▸ **Enunciado 1**
Reproduce el fragmento de la reseña de Deshora que va desde "Cualquier película que" hasta "por un tiempo.", ambos incluidos.
▸ **Enunciado 2**
Identifica en el listado cada línea que contenga la palabra "asphalt" y cópiala tal cual.

▸ **Texto fuente**
● ● ● ●

Cualquier película que convoque al gran Luis Ziembrowski como protagonista tiene que arrancar necesariamente con entusiasmo, y Deshora no es la excepción. Aires rurales. Aislamiento. Tedio. La mirada de un tercero y el desequilibrio que provoca lo nuevo. Ambientada en una finca en el noroeste argentino, la opera prima de Bárbara Sarasola-Day narra lo que sucede en la intimidad de un matrimonio cuando un joven pariente llega del extranjero para instalarse en la hacienda por un tiempo.
Ya desde los primeros minutos se advierte que el visitante, Joaquín (el colombiano Alejo Buitrago) buscará seducir a su prima Helena (María Ucedo), mientras Ernesto (Ziembrowski) se mantiene ocupado siendo un patrón bondadoso y diligente. Y acá aparece la primera zona endeble del film: la integración entre el espacio y los personajes. A pesar de la inmejorable geografía y de los detalles lucidos, el contexto parece quedarse sólo en lo pintoresco, sin lograr nutrir de forma espontánea el conflicto central. Lo que obtenemos, en cambio, es una impresión de “bloques” (la plantación, la cacería, la riña de gallos, el burdel) que el relato nos hace recorrer como si fuera una excursión. Si pensamos que esto lo estamos viviendo sólo desde la mirada extrañada del nuevo huésped, entonces el enfoque podría justificarse; sin embargo, uno siente que con el escenario elegido se pretende decir algo más con respecto al campo y a sus clases sociales, y esto es justamente lo que no se llega a desarrollar. De todas maneras, no es esta faceta "antropológica" el punto más complicado del film. Ahora viene lo difícil: tratar de convertir en argumento aquello que sólo logramos entender desde la intuición.

● ● ● ●

▸ **Datos de entrada**
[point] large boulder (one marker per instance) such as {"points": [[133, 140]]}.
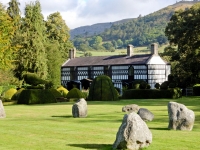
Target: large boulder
{"points": [[180, 117], [145, 114], [130, 108], [2, 111], [79, 109], [133, 134]]}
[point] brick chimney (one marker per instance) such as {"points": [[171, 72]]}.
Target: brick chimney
{"points": [[154, 49], [129, 50], [72, 53]]}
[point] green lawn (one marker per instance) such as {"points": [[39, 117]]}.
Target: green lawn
{"points": [[52, 127]]}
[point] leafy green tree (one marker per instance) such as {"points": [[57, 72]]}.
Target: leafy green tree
{"points": [[107, 45], [183, 31], [7, 30], [58, 30], [32, 55], [54, 62]]}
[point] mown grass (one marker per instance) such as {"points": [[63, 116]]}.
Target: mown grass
{"points": [[51, 126]]}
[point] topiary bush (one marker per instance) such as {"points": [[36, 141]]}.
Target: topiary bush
{"points": [[36, 96], [56, 93], [15, 97], [143, 85], [157, 86], [63, 91], [7, 95], [164, 85], [196, 90], [102, 89], [75, 93]]}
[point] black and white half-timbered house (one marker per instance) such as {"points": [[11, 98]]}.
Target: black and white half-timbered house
{"points": [[149, 67]]}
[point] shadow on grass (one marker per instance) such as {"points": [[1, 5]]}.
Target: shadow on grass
{"points": [[158, 128], [63, 116], [93, 146]]}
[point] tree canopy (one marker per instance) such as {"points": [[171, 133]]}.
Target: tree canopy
{"points": [[183, 34]]}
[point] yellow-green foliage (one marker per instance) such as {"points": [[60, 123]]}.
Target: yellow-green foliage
{"points": [[63, 91], [7, 95], [16, 95], [75, 93]]}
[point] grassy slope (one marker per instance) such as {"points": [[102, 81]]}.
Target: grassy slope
{"points": [[52, 126]]}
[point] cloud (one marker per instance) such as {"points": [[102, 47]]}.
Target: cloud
{"points": [[78, 13]]}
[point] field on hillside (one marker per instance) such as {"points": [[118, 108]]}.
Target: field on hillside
{"points": [[51, 126], [137, 50]]}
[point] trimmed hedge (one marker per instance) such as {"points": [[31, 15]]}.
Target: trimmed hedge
{"points": [[102, 89], [36, 96], [152, 94]]}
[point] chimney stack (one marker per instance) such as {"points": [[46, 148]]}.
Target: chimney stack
{"points": [[72, 53], [154, 49], [129, 50]]}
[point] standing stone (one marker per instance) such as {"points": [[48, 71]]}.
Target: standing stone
{"points": [[180, 117], [2, 112], [130, 108], [145, 114], [79, 109], [133, 134]]}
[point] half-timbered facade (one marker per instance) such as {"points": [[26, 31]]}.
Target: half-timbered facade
{"points": [[149, 67]]}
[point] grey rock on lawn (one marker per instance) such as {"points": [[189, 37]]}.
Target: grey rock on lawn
{"points": [[180, 117], [79, 109], [145, 114], [133, 134], [130, 108], [2, 111]]}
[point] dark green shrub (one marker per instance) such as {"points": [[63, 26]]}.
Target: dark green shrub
{"points": [[56, 93], [143, 85], [7, 95], [33, 79], [75, 93], [148, 86], [136, 84], [36, 96], [15, 97], [157, 86], [102, 89], [196, 90], [63, 91], [170, 78], [164, 85], [172, 85]]}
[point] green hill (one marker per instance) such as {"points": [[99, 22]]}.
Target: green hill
{"points": [[140, 31]]}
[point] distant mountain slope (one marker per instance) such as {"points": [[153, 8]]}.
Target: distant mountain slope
{"points": [[99, 28], [94, 29]]}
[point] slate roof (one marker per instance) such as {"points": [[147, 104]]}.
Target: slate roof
{"points": [[107, 60]]}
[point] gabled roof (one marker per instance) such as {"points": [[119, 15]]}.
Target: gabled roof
{"points": [[107, 60]]}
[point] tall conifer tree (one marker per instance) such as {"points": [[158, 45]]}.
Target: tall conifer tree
{"points": [[32, 55]]}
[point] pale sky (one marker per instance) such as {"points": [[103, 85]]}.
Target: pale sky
{"points": [[77, 13]]}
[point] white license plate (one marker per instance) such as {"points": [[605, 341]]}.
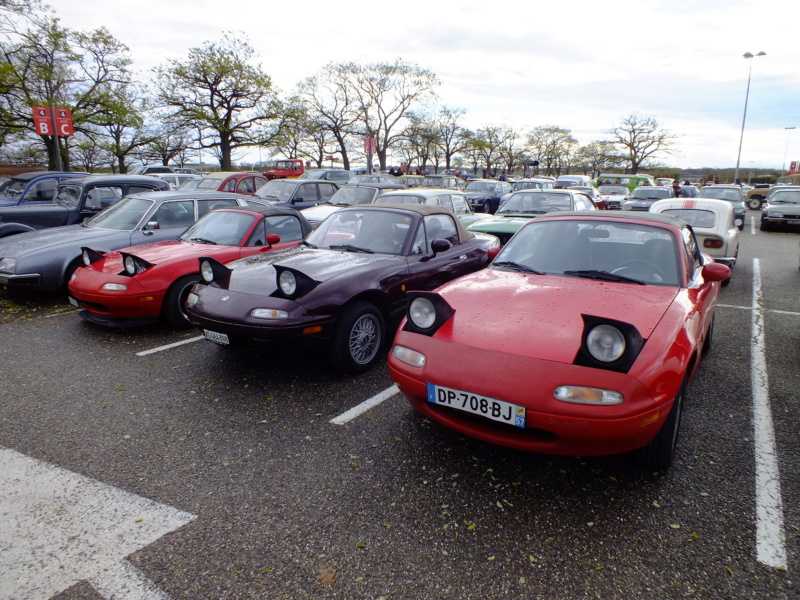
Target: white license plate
{"points": [[217, 338], [491, 408]]}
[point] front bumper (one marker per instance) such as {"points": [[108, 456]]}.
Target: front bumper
{"points": [[551, 426]]}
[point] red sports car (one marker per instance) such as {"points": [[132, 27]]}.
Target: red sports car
{"points": [[142, 284], [579, 339]]}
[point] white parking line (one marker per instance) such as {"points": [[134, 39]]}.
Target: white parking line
{"points": [[351, 414], [168, 346], [770, 546]]}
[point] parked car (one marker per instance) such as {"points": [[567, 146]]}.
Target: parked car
{"points": [[729, 193], [232, 181], [149, 282], [344, 288], [34, 188], [713, 223], [76, 199], [523, 206], [612, 195], [782, 208], [642, 198], [604, 319], [450, 182], [176, 180], [338, 176], [297, 193], [452, 199], [484, 195], [46, 259], [347, 195]]}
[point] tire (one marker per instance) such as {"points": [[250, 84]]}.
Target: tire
{"points": [[755, 203], [172, 309], [659, 453], [358, 339]]}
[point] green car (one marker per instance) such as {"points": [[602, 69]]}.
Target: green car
{"points": [[521, 207]]}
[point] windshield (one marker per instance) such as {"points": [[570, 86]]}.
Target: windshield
{"points": [[535, 203], [613, 190], [785, 197], [353, 195], [224, 227], [370, 231], [277, 190], [648, 193], [68, 195], [729, 194], [123, 215], [610, 251], [480, 186]]}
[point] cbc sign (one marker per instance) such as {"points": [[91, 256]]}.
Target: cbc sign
{"points": [[43, 121]]}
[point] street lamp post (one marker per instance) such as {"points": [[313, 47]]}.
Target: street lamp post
{"points": [[748, 56], [786, 153]]}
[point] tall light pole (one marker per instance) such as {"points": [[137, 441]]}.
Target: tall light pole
{"points": [[785, 154], [748, 56]]}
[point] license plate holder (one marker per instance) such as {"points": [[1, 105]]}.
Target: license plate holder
{"points": [[216, 337], [476, 404]]}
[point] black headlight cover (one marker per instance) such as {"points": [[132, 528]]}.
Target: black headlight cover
{"points": [[222, 274], [443, 312], [139, 263], [304, 283], [634, 342]]}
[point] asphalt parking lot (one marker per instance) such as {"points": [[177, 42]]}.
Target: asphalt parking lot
{"points": [[211, 473]]}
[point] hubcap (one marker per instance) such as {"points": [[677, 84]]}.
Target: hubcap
{"points": [[364, 339]]}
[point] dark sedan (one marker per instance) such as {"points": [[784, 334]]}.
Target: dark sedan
{"points": [[46, 259], [344, 287]]}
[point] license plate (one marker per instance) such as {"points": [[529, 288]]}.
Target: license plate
{"points": [[217, 338], [491, 408]]}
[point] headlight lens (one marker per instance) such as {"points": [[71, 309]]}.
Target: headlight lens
{"points": [[130, 265], [268, 313], [7, 264], [206, 272], [422, 313], [288, 283], [605, 343]]}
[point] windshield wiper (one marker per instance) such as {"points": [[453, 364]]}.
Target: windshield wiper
{"points": [[351, 248], [604, 276], [512, 266]]}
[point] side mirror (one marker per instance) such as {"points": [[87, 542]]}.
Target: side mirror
{"points": [[715, 272]]}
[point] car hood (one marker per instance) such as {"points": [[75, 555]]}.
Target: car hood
{"points": [[249, 274], [540, 315], [43, 239]]}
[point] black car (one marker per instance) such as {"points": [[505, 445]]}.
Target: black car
{"points": [[35, 187], [344, 287], [75, 200]]}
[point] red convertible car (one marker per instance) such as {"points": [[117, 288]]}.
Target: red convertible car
{"points": [[600, 320], [142, 284]]}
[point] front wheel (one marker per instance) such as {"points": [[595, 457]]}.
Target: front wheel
{"points": [[356, 344], [172, 308], [659, 453]]}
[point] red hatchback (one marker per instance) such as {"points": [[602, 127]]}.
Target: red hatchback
{"points": [[580, 338], [142, 284]]}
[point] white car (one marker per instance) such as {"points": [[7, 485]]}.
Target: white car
{"points": [[713, 224]]}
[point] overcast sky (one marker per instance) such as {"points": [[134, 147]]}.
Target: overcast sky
{"points": [[579, 65]]}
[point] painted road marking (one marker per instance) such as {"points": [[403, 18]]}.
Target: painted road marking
{"points": [[168, 346], [770, 545], [351, 414], [60, 528]]}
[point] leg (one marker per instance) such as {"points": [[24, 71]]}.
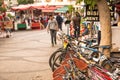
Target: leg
{"points": [[78, 32], [55, 36], [52, 36]]}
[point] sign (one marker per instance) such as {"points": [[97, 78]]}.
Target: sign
{"points": [[92, 14]]}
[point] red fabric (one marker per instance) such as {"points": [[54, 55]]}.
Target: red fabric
{"points": [[44, 8], [1, 17]]}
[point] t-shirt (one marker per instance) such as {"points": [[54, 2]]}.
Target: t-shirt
{"points": [[52, 24]]}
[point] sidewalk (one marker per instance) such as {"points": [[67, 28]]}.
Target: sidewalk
{"points": [[25, 56]]}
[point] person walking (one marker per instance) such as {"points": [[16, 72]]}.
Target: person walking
{"points": [[76, 24], [52, 27], [59, 21]]}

● ● ● ●

▸ **Respuesta completa 1**
Cualquier película que convoque al gran Luis Ziembrowski como protagonista tiene que arrancar necesariamente con entusiasmo, y Deshora no es la excepción. Aires rurales. Aislamiento. Tedio. La mirada de un tercero y el desequilibrio que provoca lo nuevo. Ambientada en una finca en el noroeste argentino, la opera prima de Bárbara Sarasola-Day narra lo que sucede en la intimidad de un matrimonio cuando un joven pariente llega del extranjero para instalarse en la hacienda por un tiempo.

▸ **Respuesta completa 2**
[point] asphalt parking lot (one marker per instance) such as {"points": [[177, 42]]}.
Target: asphalt parking lot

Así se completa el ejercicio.